Records

>>>>

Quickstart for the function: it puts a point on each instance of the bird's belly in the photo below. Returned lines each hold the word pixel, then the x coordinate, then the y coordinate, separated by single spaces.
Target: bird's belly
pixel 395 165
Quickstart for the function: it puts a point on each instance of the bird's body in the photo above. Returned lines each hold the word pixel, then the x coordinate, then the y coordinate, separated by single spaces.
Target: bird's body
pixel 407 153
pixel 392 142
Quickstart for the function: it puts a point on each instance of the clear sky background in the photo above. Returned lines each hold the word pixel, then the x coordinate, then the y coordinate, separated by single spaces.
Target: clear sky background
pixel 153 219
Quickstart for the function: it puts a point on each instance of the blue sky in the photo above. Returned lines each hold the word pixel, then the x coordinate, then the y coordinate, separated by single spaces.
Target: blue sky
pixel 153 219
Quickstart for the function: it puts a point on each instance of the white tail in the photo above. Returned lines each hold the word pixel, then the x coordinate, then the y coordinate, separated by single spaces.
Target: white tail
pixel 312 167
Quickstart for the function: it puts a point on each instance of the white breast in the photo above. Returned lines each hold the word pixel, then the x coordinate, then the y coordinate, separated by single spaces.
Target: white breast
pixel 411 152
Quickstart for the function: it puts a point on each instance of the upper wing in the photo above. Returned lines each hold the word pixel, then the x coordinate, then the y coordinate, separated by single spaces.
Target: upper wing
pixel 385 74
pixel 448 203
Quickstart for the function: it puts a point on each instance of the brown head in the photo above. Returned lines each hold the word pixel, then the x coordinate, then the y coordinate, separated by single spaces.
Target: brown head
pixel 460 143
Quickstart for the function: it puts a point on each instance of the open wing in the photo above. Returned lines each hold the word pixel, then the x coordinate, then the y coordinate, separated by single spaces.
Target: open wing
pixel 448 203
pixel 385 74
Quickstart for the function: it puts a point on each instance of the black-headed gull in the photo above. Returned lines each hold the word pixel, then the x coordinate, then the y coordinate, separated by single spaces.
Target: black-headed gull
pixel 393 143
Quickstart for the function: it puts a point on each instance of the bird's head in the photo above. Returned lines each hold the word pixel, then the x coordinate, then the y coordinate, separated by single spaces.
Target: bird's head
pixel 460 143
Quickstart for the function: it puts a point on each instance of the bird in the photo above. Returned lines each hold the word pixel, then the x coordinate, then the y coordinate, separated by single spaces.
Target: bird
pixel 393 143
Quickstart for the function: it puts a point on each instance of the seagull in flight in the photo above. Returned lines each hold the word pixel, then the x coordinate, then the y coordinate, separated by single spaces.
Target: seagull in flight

<<<<

Written request = Could you give all of the data above as a numbered list, leaving out any blank lines?

Right answer =
1. Quickstart for the function: it puts a point on each instance of the bird's belly in the photo below. Returned lines each hold the word pixel, then the x coordinate, then the y coordinate, separated by single spaces.
2. Target: bird's belly
3. pixel 395 165
4. Quickstart for the function: it puts a point on each instance of the bird's body in the photo above. Returned lines each hold the word pixel, then the x coordinate, then the y coordinate, separated by single spaces.
5. Target: bird's body
6. pixel 407 153
7. pixel 392 142
8. Quickstart for the function: it puts a point on each instance of the clear sky background in the photo above. Returned lines each hold the word pixel, then the x coordinate, then the y coordinate, separated by single spaces.
9. Target: clear sky background
10. pixel 153 219
11. Quickstart for the function: it puts a point on each instance of the blue sky in the photo above. Returned lines each hold the word pixel, then the x coordinate, then the y coordinate, separated by single spaces.
12. Target: blue sky
13. pixel 153 219
14. Quickstart for the function: it puts a point on each instance of the white tail in the photo above. Returned lines each hold the word pixel, then the x coordinate, then the y coordinate, separated by single spaces.
15. Target: white tail
16. pixel 312 167
17. Quickstart for the function: it puts a point on each instance of the white breast in the photo above. Returned lines each hold the word pixel, then the x coordinate, then the y coordinate, separated by single spaces.
18. Target: white breast
19. pixel 411 152
20. Quickstart for the function: it puts a point on each instance of the upper wing in the photo above. Returned lines each hold the word pixel, then the x coordinate, then the y coordinate, separated by single spaces.
21. Target: upper wing
22. pixel 385 74
23. pixel 448 203
24. Quickstart for the function: it puts a point on each instance of the brown head in the photo above. Returned lines each hold the word pixel, then the x coordinate, then the y coordinate, separated by single spaces.
25. Target: brown head
26. pixel 460 143
27. Quickstart for the function: it puts a point on each instance of the open wing in the photo above. Returned lines each hold the word pixel, then the x coordinate, then the y coordinate, separated by single spaces.
28. Target: open wing
29. pixel 448 203
30. pixel 385 74
31. Quickstart for the function: it puts a point on each instance of the black-headed gull in the photo above. Returned lines each hold the word pixel, then the x coordinate, then the y coordinate, separated by single spaces.
32. Target: black-headed gull
33. pixel 393 143
34. Quickstart for the function: it puts a point on each instance of the bird's head in the photo above. Returned lines each hold the word pixel, then the x coordinate, then the y coordinate, separated by single spaces.
35. Target: bird's head
36. pixel 460 143
37. Quickstart for the function: it puts a point on each instance of the bird in the photo above. Returned lines each hold the word pixel, then the x coordinate, then the y coordinate, separated by single spaces.
38. Target: bird
39. pixel 393 143
40. Quickstart for the function: it puts a point on each instance of the seagull in flight in the photo above. Returned lines each hold the word pixel, then the x coordinate, then the y coordinate, separated by single spaces.
41. Target: seagull in flight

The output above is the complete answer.